### TEXT PROVIDED
How Efficient is Basketball?

Basketball

NBA

Basketball has a lot of close games, but how often do good teams need to come from behind to win?

Author

Rich Bingham

Published

Jun 2025

Frequent Scoring, Close Games

Basketball is one of the youngest widely played team sports in the world. Over its short history it has grown from its roots in the YMCA to global popularity, with even derivative forms being played as Olympic competition. There have been several developments that have reformed the game, such as the introduction of the shot clock, the three point line and liberalisation of the rules regarding dunking. A feature practically unique to basketball however is the common occurrence of high-scoring, but still close, games. In a game both teams often score more than 100 points each while the final winning margin will be less than 3 points, meaning that the outcome could have been reversed by one more scoring event. Between the 2016-17 and the 2024-25 season, both teams scored more than 100 in 65% of the 10,740 games played. 18% of these high-scoring games finished within 3 points. Last-gasp winners exist in many sports, but not many of these last-gasp winners are only the last of (on average) 116 equivalent events.

While similar scoring dynamics are present in games like tennis or badminton, in those sports the aim is to reach a certain point total, rather than scoring the most points within a given time period. Rugby matches can have the similar turnarounds, but the number of scoring events is much lower. Time-limited close games certainly lead to exciting contests.

This dynamic does suggest that the game is sometimes won by whichever team scores last. Given the rapid turnovers of possessions in a basketball game, could the outcome be a 50/50 coin toss? Obviously this is an oversimplification, as some teams can win games consistently, with the Golden State Warriors & the Boston Celtics both consistently producing high winning percentages in recent years. In close games, the final seconds of game time can often be extended by breaks in play such as timeouts and the efficient use of this ‘clock control’ is often cited as a key factor in successful teams.

If basketball can often be decided by which team scores last, does the `best’ team always win the championship? Are the most successful teams rewarded with spots in the playoffs? Given that the ultimate aim is to reach the playoffs and win the championship, in some ways the answer to the last two questions is always yes. En route to the NBA finals in the 2024-25 season, the Indiana Pacers won three games in the playoffs where they trailed going into the final minute. The eastern conference semifinal against the Cleveland Cavaliers was particularly notable; the Pacers trailed from midway through the first quarter before finally regaining the lead with one second left in the game. While many sports have such exciting last-gasp reversals, the high-scoring nature of basketball raises the question, how often do teams dominate scoring while losing games? This in turn brings up a larger question, is basketball ‘efficient’? Is there an inherent nature of the games and competition structure that rewards dominating games less than expected? To address these questions we will need both game and season data.

### STORED DATA
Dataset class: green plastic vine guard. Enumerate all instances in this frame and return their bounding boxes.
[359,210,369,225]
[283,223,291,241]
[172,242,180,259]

### LIST OF TASKS
- a) According to the basketball article, in what percentage of the 10,740 games played between the 2016-17 and 2024-25 seasons did both teams score more than 100 points?
- b) Name every NBA team mentioned in the basketball article.
- c) Write the next part of the article on basketball efficiency, continuing from its final sentence.

### ANSWER LIST
- a) 65%

- b) Golden State Warriors, Boston Celtics, Indiana Pacers, Cleveland Cavaliers

- c)
Dominating Games & Last Minute Winners

Each basketball game generates a wealth of data, much of which is publicly accessible in recent years. Play-by-play game logs can be insightful as these record all distinct actions in a game, such as fouls or scoring events. From these game logs we can reconstruct any derived statistics on a per-game basis. Below is the scoring differential of that eastern conference semifinal between Indiana and Cleveland.

We can see that Cleveland were ahead for the vast majority of the game, after a short period of Indiana leading at the start. The deciding part however came with only three seconds to go, when the Pacers’ point guard Haliburton launched a successful 3-pt shot turning a 117-119 loss into a 120-199 win. While the result is obviously decided by the score at the end of play, Indiana were only leading for 7% of the total game time, compared to 88% for Cleveland (the remaining ~5% the score was even) so were the Pacers really the ‘better’ team? 88% is a lot of the game to lead and still lose. Do successful teams avoid what happened to Cleveland? Do they regularly come from behind as Indiana did?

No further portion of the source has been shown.